══ Source extract

In addition to the present manuscript and lot 10, the Rosenberg Master was responsible for four others, and contributions to at least another four, one of which can be dated 1478 (Vatican, Vat. lat. 3780; Burin cat. no 43) and another 1482 (Badia di Cava, MS 45; Burin cat. no 4); these give us a good indication of his period of activity. Unusually, some of the finest illumination in the present volume is in its historiated initials: the close-up head-and-shoulders portraits of men and women often show them at larger scale than equivalent figures in the full-page miniatures, allowing the artist to show more detail and nuance, such as the bald man on f.81, and the man with a scroll on f.81v.

════
══ Information given

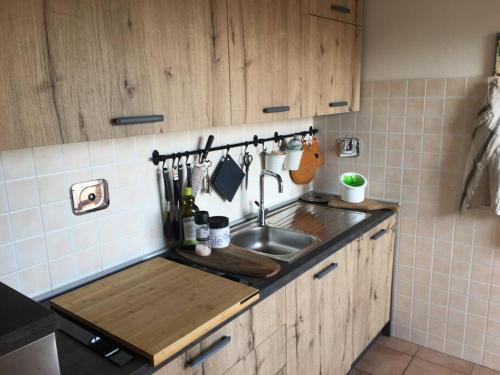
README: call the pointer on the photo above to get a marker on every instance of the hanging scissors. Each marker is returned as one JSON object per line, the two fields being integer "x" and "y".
{"x": 247, "y": 160}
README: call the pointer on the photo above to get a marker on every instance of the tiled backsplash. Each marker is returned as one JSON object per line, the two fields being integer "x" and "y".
{"x": 415, "y": 136}
{"x": 43, "y": 246}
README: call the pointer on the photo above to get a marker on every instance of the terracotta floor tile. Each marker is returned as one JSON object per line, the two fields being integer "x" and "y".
{"x": 380, "y": 360}
{"x": 398, "y": 344}
{"x": 420, "y": 367}
{"x": 445, "y": 360}
{"x": 480, "y": 370}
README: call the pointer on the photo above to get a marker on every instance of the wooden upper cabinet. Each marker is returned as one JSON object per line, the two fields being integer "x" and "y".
{"x": 115, "y": 58}
{"x": 350, "y": 11}
{"x": 264, "y": 55}
{"x": 331, "y": 67}
{"x": 29, "y": 117}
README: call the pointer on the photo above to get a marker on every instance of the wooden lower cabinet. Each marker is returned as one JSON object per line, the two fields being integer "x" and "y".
{"x": 249, "y": 332}
{"x": 269, "y": 358}
{"x": 317, "y": 324}
{"x": 372, "y": 271}
{"x": 319, "y": 321}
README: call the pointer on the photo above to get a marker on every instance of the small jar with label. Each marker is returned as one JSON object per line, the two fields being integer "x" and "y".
{"x": 220, "y": 235}
{"x": 202, "y": 228}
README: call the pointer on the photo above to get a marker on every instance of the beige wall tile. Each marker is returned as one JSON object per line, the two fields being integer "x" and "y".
{"x": 381, "y": 89}
{"x": 415, "y": 105}
{"x": 416, "y": 87}
{"x": 395, "y": 141}
{"x": 433, "y": 125}
{"x": 379, "y": 123}
{"x": 396, "y": 123}
{"x": 397, "y": 106}
{"x": 478, "y": 307}
{"x": 380, "y": 106}
{"x": 435, "y": 87}
{"x": 414, "y": 124}
{"x": 366, "y": 89}
{"x": 439, "y": 296}
{"x": 434, "y": 106}
{"x": 398, "y": 88}
{"x": 436, "y": 343}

════

**Task instructions:**
1/ Which lot numbers, shelfmarks, catalog numbers, and folio references appear in the passage on the Rosenberg Master?
2/ Could you reproduce the passage on the Rosenberg Master word for word between "In addition to" and "scroll on f.81v.", inclusive?

**Results by task:**
1/ lot 10; Vat. lat. 3780; Burin cat. no 43; MS 45; Burin cat. no 4; f.81; f.81v

2/
In addition to the present manuscript and lot 10, the Rosenberg Master was responsible for four others, and contributions to at least another four, one of which can be dated 1478 (Vatican, Vat. lat. 3780; Burin cat. no 43) and another 1482 (Badia di Cava, MS 45; Burin cat. no 4); these give us a good indication of his period of activity. Unusually, some of the finest illumination in the present volume is in its historiated initials: the close-up head-and-shoulders portraits of men and women often show them at larger scale than equivalent figures in the full-page miniatures, allowing the artist to show more detail and nuance, such as the bald man on f.81, and the man with a scroll on f.81v.